Work item: In the blog post below, how many sets of gates had to be kept between Gemma and Zoe?

I have finally, actually managed to blog every single day of a month! I have been trying since November. Thanks for reading everyone. Your comments here or on Facebook keep me going.
We said goodbye to Gemma Joy yesterday. As many of you know we have been agonizing about how and when to make the decision to let her go. Her aggression had been escalating and we were finding it increasingly difficult to keep her away from Zoe. For some reason she had taken a severe dislike to Zoe and had attacked her on at least 2 or 3 other occasions. The only way we could move them from one part of the house to the other was to let one outside, move the other one, then let the first one back in the other part of the house. We had to keep 2 sets of gates between them. If Gemma was in the living room she had to be in the X-pen because she could climb the gate and did so even if someone was with her.
No one can be 100% vigilant 100% of the time. It is humanly impossible. They accidentally got together yesterday and Gemma attacked Zoe the second she saw her. I was able to break up the fight fairly quickly but not before there were injuries to Zoe and me. Thankfully Gemma did not get Zoe’s ear again. Zoe has 2 small wounds on her head in addition to being traumatized. If I had not been here Zoe would have likely been seriously injured at the least.

Information provided:
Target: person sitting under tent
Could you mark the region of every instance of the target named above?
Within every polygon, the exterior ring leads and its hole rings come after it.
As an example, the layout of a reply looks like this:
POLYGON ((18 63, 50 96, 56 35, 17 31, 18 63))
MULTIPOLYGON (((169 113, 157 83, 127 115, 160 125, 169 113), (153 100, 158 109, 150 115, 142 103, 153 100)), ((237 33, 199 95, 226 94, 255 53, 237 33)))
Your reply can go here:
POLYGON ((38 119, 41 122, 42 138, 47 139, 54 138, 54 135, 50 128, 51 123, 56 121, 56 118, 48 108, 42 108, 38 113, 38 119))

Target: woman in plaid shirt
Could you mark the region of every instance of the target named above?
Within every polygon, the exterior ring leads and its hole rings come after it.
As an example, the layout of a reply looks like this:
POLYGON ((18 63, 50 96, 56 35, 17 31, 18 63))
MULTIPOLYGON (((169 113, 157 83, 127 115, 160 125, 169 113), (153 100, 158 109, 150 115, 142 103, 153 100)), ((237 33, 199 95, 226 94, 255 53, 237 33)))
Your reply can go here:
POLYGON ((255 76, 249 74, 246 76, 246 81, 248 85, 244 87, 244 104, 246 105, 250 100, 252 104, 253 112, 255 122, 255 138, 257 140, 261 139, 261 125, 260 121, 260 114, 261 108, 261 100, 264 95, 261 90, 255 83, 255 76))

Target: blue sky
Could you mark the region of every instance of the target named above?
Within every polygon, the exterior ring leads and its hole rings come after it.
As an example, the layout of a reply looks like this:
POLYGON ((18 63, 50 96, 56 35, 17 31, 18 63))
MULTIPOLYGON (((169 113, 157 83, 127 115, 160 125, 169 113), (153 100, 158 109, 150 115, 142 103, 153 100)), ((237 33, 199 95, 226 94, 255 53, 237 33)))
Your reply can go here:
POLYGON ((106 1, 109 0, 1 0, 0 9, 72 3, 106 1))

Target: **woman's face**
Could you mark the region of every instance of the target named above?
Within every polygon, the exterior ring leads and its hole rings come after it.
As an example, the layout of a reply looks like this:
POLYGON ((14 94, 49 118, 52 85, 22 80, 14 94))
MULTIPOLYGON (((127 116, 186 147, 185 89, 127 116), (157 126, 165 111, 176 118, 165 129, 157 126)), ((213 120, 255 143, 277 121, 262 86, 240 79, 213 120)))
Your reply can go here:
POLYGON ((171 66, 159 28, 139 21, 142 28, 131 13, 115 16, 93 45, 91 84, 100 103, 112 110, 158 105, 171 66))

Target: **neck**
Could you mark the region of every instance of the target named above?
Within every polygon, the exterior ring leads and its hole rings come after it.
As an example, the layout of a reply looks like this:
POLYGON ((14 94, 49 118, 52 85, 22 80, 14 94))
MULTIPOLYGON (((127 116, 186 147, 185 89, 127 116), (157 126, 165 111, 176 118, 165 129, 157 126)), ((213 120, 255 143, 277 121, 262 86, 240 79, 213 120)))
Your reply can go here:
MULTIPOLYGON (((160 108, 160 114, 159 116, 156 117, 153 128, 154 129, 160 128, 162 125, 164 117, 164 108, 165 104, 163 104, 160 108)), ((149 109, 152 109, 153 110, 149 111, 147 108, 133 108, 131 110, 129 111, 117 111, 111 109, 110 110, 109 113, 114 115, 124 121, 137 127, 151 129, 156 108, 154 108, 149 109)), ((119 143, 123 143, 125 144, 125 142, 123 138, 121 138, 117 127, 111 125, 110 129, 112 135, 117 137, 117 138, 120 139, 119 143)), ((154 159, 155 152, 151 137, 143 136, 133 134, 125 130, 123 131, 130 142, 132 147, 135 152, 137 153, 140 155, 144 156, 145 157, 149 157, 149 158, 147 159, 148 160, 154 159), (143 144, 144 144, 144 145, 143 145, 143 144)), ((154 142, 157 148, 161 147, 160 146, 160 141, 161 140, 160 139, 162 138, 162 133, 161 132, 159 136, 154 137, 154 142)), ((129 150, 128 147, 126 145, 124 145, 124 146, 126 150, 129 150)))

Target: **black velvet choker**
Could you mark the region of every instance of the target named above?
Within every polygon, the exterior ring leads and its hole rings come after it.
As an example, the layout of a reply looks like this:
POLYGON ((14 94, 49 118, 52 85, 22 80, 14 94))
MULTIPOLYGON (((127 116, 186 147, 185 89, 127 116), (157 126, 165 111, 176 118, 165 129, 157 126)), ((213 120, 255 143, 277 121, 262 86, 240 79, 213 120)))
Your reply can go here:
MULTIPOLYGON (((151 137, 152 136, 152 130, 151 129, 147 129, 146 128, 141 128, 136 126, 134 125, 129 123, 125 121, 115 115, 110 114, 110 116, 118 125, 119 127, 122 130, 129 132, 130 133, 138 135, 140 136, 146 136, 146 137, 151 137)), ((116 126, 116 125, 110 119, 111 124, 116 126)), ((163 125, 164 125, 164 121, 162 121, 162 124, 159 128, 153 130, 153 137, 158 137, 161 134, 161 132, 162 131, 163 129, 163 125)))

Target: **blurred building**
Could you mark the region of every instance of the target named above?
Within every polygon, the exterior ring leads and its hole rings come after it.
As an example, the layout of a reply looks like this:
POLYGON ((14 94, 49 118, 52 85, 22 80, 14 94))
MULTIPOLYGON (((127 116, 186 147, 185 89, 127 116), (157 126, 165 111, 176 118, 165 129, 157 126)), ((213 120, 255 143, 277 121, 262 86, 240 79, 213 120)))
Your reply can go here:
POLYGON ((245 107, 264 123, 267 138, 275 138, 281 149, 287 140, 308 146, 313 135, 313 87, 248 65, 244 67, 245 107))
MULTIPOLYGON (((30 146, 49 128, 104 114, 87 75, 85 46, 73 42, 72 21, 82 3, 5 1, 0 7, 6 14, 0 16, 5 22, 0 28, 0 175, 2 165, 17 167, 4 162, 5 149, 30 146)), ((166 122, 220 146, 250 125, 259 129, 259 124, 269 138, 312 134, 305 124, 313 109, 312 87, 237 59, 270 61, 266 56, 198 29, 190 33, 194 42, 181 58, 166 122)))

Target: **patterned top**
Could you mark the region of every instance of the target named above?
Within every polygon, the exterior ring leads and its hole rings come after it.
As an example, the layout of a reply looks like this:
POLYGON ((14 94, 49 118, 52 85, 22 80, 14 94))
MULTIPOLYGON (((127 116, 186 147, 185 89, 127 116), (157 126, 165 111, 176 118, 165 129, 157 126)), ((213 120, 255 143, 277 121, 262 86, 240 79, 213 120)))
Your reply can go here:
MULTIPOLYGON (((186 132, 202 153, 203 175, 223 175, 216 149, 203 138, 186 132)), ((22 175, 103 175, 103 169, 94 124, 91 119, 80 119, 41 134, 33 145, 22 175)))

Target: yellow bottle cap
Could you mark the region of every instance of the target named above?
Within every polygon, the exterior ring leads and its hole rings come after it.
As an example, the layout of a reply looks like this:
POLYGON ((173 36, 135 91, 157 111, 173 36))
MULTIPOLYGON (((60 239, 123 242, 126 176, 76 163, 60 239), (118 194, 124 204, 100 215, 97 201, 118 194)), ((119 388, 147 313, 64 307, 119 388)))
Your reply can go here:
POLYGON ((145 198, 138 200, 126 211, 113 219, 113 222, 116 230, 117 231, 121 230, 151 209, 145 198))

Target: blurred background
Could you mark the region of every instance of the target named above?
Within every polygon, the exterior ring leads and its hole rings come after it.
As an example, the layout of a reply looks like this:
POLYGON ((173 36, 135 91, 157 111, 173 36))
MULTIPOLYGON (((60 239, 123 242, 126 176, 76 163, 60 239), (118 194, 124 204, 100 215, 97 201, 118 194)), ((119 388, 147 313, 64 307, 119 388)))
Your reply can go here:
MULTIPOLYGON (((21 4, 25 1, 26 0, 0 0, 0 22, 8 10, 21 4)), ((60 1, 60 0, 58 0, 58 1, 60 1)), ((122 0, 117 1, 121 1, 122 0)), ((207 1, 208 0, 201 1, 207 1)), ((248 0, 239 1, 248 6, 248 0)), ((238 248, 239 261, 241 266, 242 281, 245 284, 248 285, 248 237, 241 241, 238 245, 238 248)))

Response to this exercise: Two sets of gates.